How to complete this task:
For each line below that contains the string "target", copy that line.
Top of Records shown
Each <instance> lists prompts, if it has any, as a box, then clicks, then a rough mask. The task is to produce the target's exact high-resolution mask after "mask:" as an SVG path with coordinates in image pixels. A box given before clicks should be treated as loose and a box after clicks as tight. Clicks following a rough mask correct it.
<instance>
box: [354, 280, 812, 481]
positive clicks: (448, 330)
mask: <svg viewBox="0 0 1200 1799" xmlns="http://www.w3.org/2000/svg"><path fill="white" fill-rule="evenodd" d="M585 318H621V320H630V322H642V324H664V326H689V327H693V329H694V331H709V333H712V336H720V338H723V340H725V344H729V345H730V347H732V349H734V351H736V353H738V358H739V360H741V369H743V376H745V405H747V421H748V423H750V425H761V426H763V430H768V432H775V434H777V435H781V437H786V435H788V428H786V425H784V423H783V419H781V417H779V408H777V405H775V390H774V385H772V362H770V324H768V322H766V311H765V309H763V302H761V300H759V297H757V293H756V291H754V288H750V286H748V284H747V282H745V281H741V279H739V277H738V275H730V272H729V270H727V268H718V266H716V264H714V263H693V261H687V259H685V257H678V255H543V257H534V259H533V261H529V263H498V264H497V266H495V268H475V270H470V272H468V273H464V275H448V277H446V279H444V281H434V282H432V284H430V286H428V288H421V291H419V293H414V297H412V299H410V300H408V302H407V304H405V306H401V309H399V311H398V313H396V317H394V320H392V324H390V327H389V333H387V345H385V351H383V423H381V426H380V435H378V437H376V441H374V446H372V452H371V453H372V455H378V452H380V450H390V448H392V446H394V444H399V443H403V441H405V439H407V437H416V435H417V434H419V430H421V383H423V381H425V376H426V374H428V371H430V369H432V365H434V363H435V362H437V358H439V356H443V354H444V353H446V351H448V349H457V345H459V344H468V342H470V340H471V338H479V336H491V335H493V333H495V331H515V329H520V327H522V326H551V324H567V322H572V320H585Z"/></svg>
Bottom of Records shown
Top of Records shown
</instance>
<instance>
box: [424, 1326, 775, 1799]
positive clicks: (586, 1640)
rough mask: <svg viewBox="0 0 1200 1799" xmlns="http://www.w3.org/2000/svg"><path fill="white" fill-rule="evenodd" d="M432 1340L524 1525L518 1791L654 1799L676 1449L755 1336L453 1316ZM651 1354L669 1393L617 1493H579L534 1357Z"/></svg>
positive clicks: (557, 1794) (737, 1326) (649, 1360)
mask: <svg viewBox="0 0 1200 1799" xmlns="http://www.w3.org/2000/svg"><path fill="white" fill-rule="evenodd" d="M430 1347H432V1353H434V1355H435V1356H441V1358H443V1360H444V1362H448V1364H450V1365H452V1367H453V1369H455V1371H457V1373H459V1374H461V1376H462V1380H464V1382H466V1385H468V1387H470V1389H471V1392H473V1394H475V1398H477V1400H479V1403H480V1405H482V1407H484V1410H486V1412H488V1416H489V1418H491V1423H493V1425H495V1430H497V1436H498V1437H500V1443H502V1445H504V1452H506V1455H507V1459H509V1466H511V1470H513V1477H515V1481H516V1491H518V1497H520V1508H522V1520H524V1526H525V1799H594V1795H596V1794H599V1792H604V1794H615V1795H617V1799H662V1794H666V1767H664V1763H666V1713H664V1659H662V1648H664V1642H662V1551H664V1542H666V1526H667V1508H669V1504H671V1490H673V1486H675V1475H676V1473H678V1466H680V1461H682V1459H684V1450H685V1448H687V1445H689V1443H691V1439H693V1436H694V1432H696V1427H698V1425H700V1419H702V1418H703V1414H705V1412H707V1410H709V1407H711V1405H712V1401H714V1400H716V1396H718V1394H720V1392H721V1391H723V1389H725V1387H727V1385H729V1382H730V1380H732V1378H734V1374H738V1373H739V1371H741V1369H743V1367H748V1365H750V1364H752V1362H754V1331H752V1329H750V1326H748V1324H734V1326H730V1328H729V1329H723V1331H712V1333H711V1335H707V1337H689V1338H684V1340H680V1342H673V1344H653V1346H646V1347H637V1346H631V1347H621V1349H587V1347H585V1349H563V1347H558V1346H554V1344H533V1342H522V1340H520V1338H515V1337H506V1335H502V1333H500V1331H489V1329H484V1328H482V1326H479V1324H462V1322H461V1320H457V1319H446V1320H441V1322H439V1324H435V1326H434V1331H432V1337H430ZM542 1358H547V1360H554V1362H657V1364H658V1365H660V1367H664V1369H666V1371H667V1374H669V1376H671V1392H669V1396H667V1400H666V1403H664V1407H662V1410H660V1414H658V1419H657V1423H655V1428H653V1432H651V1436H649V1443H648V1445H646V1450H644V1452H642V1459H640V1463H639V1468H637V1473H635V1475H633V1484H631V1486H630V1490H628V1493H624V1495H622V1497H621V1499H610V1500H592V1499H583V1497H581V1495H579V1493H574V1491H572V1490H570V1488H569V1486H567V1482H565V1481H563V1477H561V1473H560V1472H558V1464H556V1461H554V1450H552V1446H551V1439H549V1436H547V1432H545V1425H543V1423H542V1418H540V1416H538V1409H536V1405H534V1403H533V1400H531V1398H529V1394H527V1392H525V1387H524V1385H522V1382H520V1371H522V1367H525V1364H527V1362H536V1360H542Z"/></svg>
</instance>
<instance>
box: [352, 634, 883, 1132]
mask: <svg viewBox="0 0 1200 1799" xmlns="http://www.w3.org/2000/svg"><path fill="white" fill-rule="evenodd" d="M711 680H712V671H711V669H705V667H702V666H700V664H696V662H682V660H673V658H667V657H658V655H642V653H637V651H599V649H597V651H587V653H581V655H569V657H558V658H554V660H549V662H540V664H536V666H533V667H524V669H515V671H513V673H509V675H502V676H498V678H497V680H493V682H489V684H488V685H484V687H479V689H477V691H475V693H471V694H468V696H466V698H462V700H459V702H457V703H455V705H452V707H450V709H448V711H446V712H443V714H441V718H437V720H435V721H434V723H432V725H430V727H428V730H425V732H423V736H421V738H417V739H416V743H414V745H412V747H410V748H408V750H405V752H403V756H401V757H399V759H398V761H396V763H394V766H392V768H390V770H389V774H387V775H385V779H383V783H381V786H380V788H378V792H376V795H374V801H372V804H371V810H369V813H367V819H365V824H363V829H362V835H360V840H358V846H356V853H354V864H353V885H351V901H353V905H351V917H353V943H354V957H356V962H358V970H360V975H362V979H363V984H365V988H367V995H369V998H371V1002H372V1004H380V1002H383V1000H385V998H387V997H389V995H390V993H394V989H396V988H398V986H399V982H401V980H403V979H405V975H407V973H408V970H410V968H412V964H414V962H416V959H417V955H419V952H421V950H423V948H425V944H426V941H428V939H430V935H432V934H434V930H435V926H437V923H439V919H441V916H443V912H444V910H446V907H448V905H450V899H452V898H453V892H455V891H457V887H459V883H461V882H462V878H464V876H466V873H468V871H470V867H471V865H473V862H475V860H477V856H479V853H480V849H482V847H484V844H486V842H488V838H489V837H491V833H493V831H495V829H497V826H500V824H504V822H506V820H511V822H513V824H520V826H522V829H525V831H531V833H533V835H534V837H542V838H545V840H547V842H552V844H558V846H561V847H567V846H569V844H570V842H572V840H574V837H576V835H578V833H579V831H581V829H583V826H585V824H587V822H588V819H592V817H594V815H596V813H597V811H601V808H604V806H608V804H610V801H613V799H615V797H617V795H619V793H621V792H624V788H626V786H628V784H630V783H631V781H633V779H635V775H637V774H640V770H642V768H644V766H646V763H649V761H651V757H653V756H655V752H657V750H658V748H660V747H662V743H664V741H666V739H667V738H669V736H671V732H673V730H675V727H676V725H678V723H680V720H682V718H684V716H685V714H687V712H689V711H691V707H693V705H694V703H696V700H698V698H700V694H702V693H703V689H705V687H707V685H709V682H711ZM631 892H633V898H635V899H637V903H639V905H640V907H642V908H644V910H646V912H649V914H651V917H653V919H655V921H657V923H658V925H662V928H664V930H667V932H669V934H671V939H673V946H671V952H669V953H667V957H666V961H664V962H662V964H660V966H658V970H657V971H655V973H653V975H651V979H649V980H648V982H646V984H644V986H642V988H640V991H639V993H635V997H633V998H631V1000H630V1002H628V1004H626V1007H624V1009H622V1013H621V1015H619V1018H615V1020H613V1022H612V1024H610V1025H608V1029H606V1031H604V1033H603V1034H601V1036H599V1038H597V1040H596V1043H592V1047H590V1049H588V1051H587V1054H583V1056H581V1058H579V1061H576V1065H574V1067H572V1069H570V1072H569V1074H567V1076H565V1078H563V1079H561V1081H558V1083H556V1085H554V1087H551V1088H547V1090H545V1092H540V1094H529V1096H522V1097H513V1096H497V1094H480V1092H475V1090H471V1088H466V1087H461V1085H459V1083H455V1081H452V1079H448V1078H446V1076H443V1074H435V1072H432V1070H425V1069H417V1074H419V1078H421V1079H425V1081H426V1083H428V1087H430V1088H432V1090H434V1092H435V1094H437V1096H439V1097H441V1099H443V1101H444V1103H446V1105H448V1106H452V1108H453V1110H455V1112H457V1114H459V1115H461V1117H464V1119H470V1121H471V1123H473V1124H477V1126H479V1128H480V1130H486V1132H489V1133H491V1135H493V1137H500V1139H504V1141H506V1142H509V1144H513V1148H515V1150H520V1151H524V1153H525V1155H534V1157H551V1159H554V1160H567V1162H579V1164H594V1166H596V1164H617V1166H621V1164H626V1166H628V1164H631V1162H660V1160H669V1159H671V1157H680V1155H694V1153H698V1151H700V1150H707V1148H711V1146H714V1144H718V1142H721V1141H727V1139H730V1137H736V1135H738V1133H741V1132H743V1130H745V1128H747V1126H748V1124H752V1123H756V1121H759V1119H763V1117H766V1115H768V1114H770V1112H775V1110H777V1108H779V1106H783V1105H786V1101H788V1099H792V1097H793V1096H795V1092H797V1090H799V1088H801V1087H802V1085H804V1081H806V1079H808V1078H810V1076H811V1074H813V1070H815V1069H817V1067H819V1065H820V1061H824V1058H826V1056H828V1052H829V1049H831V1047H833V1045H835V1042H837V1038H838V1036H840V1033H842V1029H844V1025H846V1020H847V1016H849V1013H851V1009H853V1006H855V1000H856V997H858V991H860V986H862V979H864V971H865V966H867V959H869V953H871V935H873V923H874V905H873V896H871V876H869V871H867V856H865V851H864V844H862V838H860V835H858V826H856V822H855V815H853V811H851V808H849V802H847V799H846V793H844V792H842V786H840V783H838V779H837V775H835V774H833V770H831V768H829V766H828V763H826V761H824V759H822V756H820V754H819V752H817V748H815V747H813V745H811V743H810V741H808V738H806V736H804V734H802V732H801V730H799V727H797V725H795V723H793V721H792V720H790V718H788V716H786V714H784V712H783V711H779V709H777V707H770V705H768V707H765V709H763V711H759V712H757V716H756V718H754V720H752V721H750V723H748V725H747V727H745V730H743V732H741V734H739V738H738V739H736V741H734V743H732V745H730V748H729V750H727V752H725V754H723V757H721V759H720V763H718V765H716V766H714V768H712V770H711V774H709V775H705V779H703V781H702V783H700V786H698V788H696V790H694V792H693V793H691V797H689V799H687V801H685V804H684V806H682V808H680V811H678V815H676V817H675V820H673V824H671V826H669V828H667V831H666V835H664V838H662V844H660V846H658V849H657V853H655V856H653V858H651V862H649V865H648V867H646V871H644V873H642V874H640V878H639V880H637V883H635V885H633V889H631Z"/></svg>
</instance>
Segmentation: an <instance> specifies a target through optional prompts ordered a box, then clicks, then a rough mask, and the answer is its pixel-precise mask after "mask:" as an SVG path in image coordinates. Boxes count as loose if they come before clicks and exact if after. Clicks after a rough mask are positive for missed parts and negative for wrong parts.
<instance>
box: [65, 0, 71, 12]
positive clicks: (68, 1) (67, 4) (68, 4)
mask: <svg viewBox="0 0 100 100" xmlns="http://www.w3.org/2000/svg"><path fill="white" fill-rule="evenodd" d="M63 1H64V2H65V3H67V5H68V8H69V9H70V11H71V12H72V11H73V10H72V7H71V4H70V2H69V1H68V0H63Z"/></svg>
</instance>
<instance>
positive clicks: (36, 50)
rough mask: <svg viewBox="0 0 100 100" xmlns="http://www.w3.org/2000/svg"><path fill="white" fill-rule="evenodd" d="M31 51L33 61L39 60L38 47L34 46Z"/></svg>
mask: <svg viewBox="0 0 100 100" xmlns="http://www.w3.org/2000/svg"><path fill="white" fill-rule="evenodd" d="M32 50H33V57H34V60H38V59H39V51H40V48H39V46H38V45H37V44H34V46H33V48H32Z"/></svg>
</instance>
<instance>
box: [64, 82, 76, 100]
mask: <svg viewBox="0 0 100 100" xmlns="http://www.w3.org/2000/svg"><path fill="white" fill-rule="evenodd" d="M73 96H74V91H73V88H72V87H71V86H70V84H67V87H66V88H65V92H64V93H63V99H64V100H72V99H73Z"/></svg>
Bottom of Records shown
Your solution:
Each <instance> lists prompts, if it has any, as a box, then clicks, then a rough mask. The task is to produce the target's exact high-resolution mask after "mask:" as an SVG path with coordinates in image pixels. A box given before clicks should be treated as loose and a box after clicks as tight. Clicks following a rough mask correct it.
Segmentation: an <instance> specifies a target through optional prompts ordered a box, then clicks, then a rough mask, and the answer is its pixel-precise mask after "mask:" as an SVG path in image coordinates. Boxes count as loose if they come before clicks and exact if after. Clicks after a rough mask are positive for missed parts and negative for wrong parts.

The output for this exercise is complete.